# Work to complete
Could you copy all of the data below, every line unchanged and in the same order?
** START OF Information shown **
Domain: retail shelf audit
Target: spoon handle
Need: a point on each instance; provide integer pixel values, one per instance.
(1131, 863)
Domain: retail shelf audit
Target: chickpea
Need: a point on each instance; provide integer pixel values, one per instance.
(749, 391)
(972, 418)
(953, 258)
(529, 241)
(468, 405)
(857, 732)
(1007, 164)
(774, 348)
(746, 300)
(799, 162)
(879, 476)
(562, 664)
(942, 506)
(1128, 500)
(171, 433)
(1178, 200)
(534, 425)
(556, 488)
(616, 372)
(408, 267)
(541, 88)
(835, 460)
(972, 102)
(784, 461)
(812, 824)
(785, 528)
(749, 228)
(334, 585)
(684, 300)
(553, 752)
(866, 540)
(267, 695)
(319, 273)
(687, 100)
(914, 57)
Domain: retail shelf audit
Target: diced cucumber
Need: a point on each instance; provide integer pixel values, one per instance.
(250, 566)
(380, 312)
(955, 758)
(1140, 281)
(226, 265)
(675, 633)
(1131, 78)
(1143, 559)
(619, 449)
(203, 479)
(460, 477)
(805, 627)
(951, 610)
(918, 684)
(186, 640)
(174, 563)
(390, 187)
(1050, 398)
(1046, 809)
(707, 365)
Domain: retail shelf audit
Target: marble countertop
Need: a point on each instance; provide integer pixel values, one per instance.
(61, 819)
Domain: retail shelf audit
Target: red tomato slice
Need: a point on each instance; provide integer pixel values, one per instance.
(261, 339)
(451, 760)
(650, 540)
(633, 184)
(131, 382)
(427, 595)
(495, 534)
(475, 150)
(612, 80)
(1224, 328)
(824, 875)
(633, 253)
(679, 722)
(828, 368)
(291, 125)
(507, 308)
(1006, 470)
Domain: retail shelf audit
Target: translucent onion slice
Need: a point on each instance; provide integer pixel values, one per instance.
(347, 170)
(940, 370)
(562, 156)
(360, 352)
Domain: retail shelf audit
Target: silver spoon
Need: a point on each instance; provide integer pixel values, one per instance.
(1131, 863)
** END OF Information shown **
# Result of the task
Domain: retail shelf audit
Target: spoon handle
Need: a point on each instance; provide integer pixel values, one per instance.
(1131, 863)
Domain: retail shelf audit
Target: chickpea
Need: a point on each instance; provide integer pixel values, one per instance.
(749, 391)
(972, 418)
(953, 258)
(529, 241)
(468, 405)
(857, 732)
(1007, 164)
(774, 348)
(746, 300)
(799, 162)
(879, 476)
(562, 664)
(942, 506)
(1128, 500)
(171, 433)
(1178, 200)
(534, 425)
(556, 488)
(616, 372)
(408, 267)
(541, 88)
(835, 460)
(972, 102)
(784, 461)
(812, 824)
(785, 528)
(749, 228)
(334, 585)
(684, 300)
(553, 752)
(866, 540)
(267, 695)
(319, 273)
(687, 100)
(914, 57)
Domain: retail shelf audit
Target: diced cucumber
Need: a point on each instance; provide integer pixel values, one per instance.
(250, 566)
(380, 312)
(955, 758)
(1140, 281)
(226, 265)
(675, 633)
(1131, 78)
(1143, 559)
(619, 449)
(203, 479)
(460, 477)
(805, 627)
(951, 610)
(918, 684)
(186, 640)
(174, 563)
(390, 187)
(1050, 398)
(1046, 809)
(707, 365)
Domain: retail shelf audit
Target: marble countertop
Need: a point on each instance; provide integer pixel values, one per instance.
(61, 819)
Domain: retail shelf audit
Target: red tomato slice
Need: a point on each instance; provide integer pixel values, one per instance.
(261, 339)
(451, 760)
(650, 540)
(633, 184)
(131, 382)
(427, 595)
(495, 534)
(475, 150)
(612, 80)
(1224, 328)
(824, 875)
(633, 253)
(679, 722)
(828, 368)
(291, 125)
(507, 308)
(1006, 470)
Domain: retail shelf audit
Target: translucent onion slice
Need: a point on each instance; provide integer pixel values, one per instance.
(347, 170)
(940, 370)
(562, 156)
(360, 352)
Domain: retail shelf audit
Target: silver spoon
Need: a point on each instance; provide integer pixel values, one per instance.
(1131, 863)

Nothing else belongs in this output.